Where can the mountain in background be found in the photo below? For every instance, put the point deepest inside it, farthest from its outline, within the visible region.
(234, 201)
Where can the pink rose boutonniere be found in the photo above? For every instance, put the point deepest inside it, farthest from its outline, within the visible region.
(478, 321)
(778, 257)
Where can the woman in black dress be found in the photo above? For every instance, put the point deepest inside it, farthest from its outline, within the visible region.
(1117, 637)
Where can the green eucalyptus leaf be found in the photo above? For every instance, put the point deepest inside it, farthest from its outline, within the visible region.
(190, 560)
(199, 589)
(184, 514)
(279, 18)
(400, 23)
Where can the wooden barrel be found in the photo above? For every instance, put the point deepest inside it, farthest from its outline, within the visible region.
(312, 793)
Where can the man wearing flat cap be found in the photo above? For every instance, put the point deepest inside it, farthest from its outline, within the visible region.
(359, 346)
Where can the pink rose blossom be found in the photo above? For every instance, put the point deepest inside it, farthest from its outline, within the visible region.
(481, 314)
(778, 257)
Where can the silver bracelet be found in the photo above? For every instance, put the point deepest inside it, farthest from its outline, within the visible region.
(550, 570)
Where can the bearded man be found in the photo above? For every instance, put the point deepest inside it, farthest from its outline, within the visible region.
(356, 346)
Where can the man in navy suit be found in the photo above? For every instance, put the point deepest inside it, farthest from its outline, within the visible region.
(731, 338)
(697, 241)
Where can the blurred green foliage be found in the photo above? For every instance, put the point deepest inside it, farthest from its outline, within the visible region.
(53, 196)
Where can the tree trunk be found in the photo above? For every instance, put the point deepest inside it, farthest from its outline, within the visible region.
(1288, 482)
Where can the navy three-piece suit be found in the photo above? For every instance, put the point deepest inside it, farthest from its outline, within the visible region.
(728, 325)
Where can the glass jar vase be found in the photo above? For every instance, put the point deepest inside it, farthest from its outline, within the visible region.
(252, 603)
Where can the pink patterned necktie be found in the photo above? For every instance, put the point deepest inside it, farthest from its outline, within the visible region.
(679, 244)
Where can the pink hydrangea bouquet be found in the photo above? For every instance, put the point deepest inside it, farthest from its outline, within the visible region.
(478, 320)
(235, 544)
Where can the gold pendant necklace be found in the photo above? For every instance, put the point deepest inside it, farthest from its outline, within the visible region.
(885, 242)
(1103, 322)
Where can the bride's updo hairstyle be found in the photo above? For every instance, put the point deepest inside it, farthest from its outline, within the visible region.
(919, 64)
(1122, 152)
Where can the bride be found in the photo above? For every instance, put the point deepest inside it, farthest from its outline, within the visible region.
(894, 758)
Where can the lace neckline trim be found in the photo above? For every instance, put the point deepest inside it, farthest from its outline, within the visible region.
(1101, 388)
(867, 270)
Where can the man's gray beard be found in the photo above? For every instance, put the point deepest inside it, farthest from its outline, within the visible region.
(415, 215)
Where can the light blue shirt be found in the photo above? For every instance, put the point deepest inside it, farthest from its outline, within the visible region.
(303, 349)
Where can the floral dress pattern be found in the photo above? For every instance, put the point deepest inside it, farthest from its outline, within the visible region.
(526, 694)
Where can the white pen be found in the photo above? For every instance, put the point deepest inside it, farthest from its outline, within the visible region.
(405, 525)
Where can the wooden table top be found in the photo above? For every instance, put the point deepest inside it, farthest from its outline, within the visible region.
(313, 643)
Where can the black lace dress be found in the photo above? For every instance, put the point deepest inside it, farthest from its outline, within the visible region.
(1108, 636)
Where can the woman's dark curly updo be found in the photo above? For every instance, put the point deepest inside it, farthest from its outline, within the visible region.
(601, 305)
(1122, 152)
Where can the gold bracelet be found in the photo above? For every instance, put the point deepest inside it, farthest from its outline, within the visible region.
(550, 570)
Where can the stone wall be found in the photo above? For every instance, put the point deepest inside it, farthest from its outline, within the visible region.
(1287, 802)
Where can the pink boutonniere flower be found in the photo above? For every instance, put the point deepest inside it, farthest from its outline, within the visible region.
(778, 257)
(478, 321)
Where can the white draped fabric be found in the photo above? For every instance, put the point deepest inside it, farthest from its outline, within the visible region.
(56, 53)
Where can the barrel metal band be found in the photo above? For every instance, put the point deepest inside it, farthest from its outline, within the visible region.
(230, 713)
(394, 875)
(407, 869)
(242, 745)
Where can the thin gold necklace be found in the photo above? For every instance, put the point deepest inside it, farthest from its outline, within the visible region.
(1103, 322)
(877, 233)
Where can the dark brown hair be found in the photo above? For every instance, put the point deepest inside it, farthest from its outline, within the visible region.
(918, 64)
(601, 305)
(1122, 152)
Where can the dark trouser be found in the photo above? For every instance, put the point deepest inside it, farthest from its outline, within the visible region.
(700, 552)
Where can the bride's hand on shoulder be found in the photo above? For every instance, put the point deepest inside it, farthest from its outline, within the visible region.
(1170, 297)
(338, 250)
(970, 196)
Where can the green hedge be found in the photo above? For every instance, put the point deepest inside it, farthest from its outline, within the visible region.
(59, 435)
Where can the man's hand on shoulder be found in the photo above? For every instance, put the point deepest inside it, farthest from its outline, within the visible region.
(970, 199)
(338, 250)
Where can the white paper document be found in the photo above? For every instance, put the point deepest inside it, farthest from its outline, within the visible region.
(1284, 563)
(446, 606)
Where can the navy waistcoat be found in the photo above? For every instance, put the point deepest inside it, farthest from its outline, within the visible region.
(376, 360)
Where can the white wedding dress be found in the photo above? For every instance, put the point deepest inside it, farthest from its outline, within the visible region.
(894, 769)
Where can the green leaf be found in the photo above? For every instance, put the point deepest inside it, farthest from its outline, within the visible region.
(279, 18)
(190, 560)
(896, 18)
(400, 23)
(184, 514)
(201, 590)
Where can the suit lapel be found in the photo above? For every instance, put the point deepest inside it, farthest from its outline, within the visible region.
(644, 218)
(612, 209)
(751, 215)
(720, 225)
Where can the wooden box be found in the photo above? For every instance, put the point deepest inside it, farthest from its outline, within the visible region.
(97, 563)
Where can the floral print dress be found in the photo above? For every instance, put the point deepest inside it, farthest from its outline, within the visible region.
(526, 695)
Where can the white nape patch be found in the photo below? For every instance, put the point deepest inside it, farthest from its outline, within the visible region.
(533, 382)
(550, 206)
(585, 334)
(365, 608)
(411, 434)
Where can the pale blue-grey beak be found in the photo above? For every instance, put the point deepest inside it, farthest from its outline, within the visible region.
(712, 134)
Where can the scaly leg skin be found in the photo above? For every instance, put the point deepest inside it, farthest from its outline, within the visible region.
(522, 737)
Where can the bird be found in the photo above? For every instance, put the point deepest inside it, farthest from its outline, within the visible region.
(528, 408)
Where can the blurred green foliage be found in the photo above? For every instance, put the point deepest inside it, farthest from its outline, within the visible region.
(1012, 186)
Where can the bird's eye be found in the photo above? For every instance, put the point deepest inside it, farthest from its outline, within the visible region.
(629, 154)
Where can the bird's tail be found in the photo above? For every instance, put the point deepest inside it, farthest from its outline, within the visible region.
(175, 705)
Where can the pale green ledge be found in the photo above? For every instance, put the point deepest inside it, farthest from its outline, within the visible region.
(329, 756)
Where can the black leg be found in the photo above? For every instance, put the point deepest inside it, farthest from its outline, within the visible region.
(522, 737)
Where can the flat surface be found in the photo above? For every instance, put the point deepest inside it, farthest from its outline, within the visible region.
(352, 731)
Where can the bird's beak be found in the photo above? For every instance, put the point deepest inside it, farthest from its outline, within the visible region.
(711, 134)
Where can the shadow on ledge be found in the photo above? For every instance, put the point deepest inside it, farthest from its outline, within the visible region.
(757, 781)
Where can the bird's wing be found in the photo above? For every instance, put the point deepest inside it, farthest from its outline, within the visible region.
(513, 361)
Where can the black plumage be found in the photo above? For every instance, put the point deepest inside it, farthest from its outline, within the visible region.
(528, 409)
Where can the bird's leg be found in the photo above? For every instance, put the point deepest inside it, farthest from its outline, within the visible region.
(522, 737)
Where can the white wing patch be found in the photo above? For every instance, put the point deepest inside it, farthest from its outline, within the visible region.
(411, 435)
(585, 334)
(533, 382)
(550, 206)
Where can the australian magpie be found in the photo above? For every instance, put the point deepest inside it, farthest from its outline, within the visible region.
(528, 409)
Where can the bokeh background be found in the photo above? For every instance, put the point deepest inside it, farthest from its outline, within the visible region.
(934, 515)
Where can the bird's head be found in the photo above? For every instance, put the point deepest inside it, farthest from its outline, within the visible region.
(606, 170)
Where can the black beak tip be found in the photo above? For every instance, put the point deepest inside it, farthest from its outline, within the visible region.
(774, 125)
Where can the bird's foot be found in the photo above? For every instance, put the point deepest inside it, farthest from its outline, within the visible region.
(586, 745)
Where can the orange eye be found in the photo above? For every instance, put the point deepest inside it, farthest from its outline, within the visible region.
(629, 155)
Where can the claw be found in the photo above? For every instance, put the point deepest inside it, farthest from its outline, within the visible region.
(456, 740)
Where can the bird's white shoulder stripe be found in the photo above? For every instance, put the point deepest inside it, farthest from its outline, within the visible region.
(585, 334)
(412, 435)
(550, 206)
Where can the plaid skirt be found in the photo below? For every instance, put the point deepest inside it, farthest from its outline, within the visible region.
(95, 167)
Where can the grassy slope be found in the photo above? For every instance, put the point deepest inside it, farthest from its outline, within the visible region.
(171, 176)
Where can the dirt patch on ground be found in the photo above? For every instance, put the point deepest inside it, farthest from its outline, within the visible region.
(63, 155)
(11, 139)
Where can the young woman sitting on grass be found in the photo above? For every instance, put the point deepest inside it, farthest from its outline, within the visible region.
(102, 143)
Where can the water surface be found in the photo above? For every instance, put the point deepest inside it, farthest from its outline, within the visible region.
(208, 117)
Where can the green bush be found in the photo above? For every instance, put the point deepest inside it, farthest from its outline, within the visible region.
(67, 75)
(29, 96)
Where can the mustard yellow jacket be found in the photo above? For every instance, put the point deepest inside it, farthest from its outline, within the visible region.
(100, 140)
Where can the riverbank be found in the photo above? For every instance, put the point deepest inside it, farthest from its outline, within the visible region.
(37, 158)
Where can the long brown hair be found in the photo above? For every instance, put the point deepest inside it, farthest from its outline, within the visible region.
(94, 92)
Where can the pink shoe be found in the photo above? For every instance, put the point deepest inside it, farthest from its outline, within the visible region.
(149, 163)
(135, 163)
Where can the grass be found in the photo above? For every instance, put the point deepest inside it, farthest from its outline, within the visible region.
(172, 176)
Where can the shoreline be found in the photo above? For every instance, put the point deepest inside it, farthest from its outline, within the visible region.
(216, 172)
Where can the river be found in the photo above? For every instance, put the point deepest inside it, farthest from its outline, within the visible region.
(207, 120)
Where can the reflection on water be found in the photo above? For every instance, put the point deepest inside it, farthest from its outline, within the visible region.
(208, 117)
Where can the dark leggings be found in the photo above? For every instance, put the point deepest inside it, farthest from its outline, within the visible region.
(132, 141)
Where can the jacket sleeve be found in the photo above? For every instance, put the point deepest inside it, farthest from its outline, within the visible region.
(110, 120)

◆ ◆ ◆ ◆ ◆ ◆ ◆

*EXERCISE DESCRIPTION*:
Where the line containing "Where can the jacket" appears, start copying, and go on exactly through the last line of the data.

*SOLUTION TO THIS EXERCISE*:
Where can the jacket sleeve be found in the photo above? For every instance, put the point deepest inside it, farthest from its outline, within the visible region.
(110, 120)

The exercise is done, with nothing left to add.